Report how many lines of the entries below contain the word "table", treating uppercase and lowercase letters as distinct. Give only the number.

§ MATERIAL PROVIDED:

────────────────────────────────────────

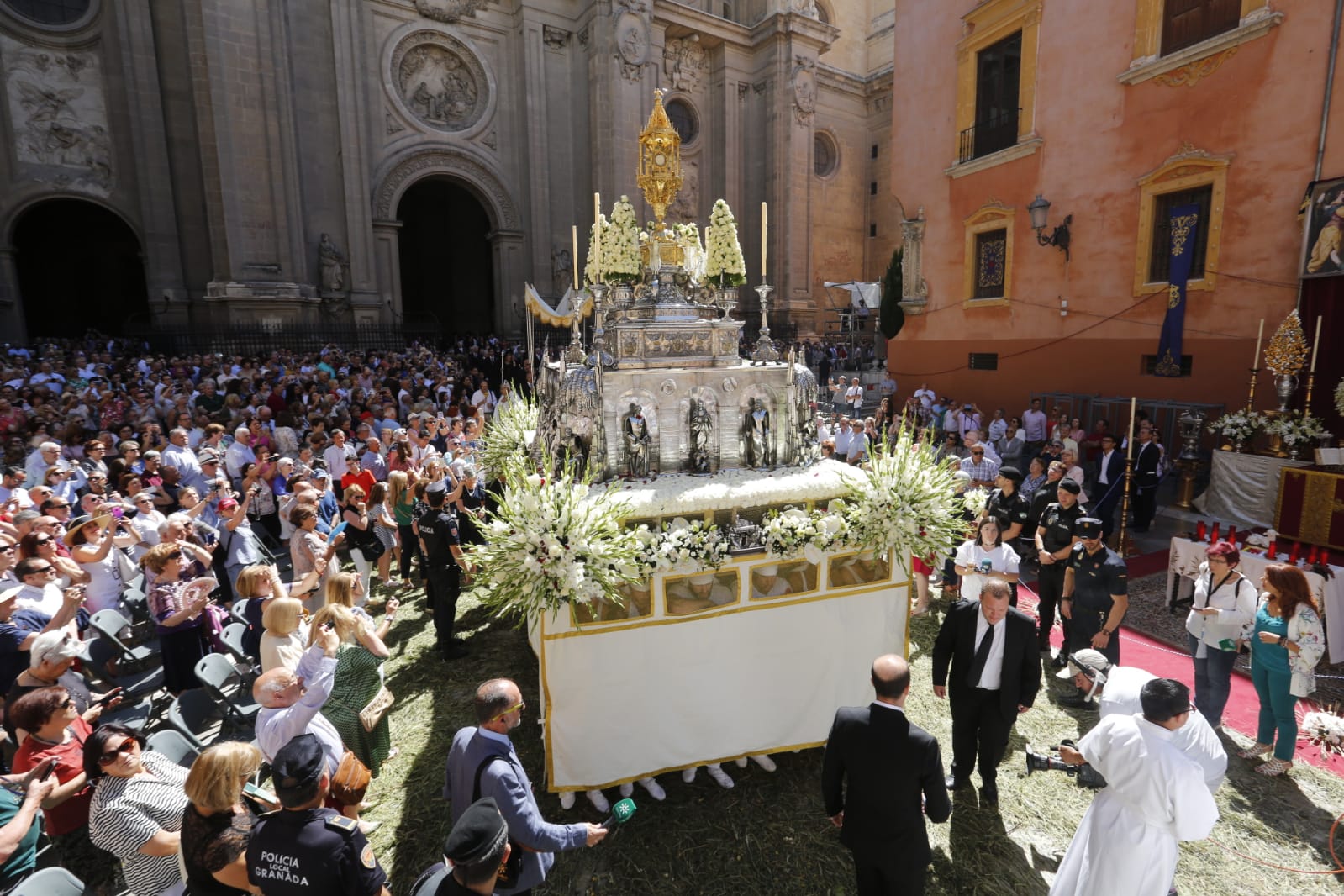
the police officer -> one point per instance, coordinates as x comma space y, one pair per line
1007, 504
304, 849
1095, 593
442, 552
1054, 543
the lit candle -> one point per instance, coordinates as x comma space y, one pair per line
1129, 442
764, 240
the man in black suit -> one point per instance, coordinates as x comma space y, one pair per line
1146, 454
995, 676
878, 768
1110, 484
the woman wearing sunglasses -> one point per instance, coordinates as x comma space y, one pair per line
179, 615
137, 808
58, 731
43, 546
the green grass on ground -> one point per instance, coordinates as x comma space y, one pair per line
769, 835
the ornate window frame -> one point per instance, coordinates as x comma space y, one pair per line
1187, 170
1187, 66
992, 215
987, 24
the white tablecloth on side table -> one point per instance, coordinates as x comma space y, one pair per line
1187, 555
1243, 488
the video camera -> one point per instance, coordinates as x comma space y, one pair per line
1086, 775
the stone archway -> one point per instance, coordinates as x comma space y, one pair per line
477, 179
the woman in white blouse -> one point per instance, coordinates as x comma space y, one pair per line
1223, 610
983, 558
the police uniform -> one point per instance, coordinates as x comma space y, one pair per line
309, 852
439, 532
1057, 532
1097, 577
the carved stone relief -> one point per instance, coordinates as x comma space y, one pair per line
440, 81
632, 45
449, 11
684, 61
804, 90
58, 113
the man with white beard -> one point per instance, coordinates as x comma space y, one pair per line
1126, 844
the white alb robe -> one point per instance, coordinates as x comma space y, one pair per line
1195, 738
1126, 844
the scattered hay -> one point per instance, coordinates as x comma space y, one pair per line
769, 835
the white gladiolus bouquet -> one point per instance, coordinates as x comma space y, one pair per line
590, 271
550, 543
507, 441
724, 262
621, 246
1240, 424
1297, 429
906, 503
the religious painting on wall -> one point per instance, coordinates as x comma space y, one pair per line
1323, 246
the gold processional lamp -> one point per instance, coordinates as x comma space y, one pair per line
660, 175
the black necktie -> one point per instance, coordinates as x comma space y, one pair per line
978, 665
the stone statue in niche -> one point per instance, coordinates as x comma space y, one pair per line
756, 435
440, 87
700, 424
561, 269
332, 264
635, 429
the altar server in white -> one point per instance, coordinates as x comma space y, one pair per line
1126, 844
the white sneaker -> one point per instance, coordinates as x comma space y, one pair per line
765, 762
653, 788
719, 777
598, 801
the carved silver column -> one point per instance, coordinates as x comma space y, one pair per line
765, 350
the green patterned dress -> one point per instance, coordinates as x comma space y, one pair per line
358, 683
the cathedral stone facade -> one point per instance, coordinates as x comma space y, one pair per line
217, 163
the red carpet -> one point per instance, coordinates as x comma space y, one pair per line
1242, 712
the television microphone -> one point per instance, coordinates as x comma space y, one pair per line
621, 813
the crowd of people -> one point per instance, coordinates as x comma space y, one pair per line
311, 493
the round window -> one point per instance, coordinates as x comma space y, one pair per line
825, 157
683, 119
50, 13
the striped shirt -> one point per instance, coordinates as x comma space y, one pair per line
128, 812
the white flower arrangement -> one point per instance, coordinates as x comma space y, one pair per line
590, 271
1240, 424
551, 543
1326, 730
908, 501
621, 246
724, 262
1297, 429
975, 501
507, 441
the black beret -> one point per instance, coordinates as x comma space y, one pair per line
298, 763
1088, 527
477, 835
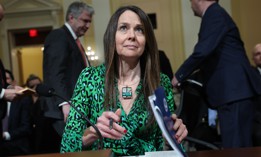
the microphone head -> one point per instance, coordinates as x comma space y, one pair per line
44, 90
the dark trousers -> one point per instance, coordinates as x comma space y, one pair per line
236, 122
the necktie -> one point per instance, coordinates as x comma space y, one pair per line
85, 58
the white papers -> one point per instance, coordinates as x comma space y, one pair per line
163, 117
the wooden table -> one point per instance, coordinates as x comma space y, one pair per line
98, 153
239, 152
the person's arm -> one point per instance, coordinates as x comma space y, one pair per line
212, 31
24, 127
75, 125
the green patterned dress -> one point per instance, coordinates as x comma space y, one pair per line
88, 97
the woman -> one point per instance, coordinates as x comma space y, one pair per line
130, 74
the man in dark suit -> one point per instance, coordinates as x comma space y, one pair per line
5, 94
228, 79
63, 61
257, 116
17, 132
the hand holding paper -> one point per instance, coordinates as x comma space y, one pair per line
171, 131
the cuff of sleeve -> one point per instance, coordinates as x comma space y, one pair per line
2, 93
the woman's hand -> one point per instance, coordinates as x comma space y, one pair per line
108, 125
180, 128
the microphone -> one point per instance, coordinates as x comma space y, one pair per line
44, 90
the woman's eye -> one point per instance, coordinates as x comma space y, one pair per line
123, 28
140, 30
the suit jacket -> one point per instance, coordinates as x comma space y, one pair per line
220, 54
19, 128
62, 64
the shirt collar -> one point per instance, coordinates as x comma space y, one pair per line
71, 31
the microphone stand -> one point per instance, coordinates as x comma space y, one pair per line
100, 143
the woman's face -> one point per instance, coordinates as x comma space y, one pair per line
130, 38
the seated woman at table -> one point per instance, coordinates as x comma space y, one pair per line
122, 84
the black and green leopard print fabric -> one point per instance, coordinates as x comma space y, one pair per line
88, 97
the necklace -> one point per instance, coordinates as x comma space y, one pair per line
126, 92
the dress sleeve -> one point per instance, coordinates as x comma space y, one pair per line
76, 124
166, 84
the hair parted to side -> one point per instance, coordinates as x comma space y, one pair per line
76, 8
149, 61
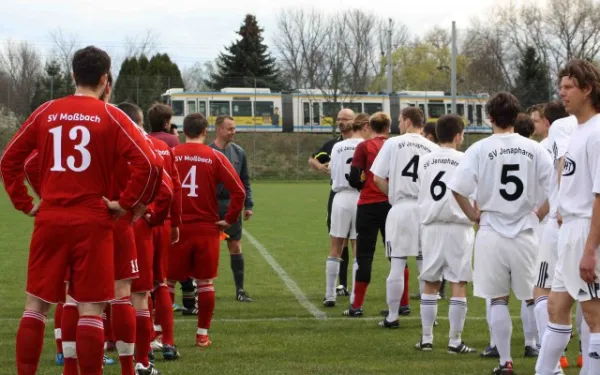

────────────────────────────────────────

§ WRITTEN SOLUTION:
3